- **YOUR INSTRUCTIONS**: Locate each line in the records below that contains the word "diamond", and copy those lines out. Case counts when matching.
====== AVAILABLE DATA
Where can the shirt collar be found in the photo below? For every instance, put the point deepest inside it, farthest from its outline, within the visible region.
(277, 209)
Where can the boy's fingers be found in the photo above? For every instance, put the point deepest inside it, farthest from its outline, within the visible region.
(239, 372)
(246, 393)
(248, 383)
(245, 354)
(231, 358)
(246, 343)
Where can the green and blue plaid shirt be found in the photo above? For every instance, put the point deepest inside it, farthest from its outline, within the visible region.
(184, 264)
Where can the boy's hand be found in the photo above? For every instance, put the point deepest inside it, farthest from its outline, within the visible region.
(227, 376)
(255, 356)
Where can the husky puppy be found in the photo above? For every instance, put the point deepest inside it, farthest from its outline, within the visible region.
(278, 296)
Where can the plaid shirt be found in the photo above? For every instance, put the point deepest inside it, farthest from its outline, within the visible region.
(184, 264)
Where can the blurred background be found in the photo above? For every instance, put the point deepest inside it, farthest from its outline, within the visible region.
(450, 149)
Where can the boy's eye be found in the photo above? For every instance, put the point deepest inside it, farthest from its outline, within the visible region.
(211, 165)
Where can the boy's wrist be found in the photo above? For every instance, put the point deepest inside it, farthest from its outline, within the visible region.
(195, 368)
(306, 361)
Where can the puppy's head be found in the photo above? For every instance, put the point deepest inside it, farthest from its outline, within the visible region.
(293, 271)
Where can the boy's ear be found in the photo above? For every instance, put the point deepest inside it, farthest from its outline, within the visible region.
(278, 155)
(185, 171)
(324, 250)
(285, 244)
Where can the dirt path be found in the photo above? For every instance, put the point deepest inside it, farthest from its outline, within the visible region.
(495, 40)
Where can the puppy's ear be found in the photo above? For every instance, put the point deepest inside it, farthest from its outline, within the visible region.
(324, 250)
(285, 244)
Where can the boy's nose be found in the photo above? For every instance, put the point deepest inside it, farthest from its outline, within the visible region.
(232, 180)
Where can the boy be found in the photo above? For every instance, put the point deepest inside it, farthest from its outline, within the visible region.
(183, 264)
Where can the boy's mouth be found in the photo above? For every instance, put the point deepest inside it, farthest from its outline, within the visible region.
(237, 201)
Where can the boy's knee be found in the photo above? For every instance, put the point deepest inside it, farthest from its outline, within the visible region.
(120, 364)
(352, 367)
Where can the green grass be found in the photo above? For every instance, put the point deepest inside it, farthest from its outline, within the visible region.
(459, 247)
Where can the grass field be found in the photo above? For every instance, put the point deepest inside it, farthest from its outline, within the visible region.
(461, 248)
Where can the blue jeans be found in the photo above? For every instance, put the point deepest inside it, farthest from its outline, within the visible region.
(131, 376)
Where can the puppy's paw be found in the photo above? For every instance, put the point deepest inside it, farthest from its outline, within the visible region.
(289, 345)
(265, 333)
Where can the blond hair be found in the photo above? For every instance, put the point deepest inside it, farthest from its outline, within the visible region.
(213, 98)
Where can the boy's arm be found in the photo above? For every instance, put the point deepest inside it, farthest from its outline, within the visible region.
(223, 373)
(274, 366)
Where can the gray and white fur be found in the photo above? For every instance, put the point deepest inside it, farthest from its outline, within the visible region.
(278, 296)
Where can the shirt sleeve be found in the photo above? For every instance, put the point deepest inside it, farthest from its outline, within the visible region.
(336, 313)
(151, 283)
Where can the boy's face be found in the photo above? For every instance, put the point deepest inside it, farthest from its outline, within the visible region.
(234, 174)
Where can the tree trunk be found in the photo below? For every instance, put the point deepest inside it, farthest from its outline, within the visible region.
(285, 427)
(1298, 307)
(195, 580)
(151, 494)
============
====== AVAILABLE DATA
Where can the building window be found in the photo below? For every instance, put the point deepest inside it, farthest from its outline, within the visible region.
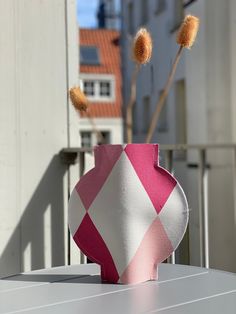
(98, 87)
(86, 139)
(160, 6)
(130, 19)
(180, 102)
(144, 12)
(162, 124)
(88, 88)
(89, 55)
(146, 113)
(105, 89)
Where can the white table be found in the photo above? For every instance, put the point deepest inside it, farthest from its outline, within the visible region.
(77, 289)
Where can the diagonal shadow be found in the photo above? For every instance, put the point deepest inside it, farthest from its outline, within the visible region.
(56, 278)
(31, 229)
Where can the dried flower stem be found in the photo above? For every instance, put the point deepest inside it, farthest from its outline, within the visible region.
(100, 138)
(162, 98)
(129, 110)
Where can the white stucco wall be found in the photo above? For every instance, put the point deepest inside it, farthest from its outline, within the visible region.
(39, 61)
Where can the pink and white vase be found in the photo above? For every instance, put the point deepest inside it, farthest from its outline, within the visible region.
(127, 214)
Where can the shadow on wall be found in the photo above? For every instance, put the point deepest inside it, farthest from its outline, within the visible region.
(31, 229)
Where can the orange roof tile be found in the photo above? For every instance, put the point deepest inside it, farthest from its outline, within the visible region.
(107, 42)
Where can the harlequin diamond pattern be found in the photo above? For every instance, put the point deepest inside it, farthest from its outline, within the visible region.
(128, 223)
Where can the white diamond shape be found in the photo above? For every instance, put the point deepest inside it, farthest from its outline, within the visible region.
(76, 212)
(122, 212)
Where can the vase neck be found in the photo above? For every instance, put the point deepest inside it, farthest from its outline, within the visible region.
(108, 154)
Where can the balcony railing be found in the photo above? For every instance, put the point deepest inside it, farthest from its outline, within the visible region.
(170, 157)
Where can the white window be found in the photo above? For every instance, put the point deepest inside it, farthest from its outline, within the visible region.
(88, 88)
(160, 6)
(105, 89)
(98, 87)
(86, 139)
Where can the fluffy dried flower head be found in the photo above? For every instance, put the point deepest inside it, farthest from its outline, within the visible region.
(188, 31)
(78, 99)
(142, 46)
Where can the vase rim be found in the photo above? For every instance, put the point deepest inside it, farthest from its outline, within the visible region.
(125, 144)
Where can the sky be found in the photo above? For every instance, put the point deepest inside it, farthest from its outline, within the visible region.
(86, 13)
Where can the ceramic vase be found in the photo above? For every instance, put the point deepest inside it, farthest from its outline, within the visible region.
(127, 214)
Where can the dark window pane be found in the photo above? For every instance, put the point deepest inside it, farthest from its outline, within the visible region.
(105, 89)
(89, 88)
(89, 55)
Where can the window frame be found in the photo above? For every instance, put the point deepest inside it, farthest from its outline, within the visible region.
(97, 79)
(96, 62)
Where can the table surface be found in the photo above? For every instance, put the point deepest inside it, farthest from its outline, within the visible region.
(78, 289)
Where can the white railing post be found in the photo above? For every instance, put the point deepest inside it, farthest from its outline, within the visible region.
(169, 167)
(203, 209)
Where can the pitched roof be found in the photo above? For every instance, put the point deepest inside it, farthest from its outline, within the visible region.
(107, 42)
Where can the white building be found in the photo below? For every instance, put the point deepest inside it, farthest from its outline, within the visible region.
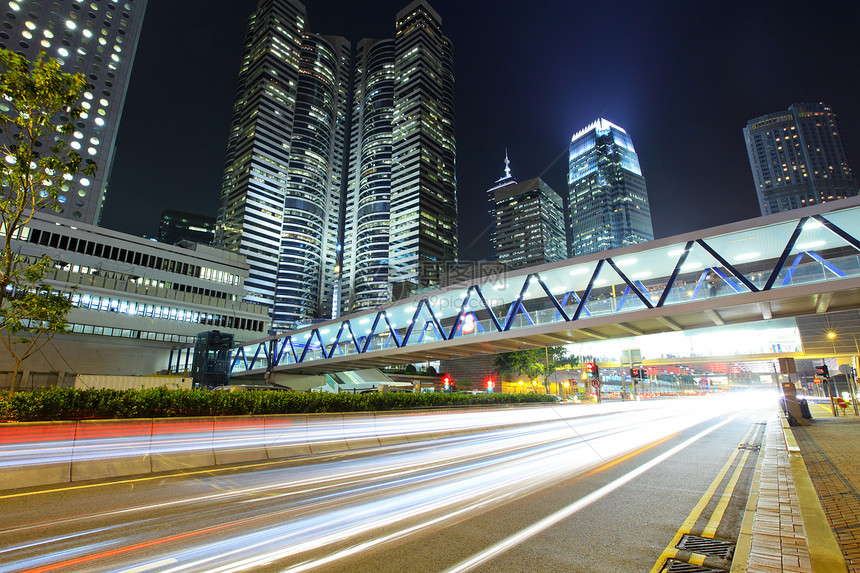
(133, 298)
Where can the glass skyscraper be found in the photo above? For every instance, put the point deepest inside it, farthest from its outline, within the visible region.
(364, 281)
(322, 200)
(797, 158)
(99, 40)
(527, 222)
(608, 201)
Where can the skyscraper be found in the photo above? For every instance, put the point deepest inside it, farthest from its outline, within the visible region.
============
- **WRITTEN REPLY**:
Where can the harlequin diamond pattern be found in the photo above? For every instance, put the point deepest inside it, farthest from its outline, within the visible region.
Where can the white diamond shape be found in the photo above? For every instance, put the point deepest inside it, farthest from its outline, within the visible region.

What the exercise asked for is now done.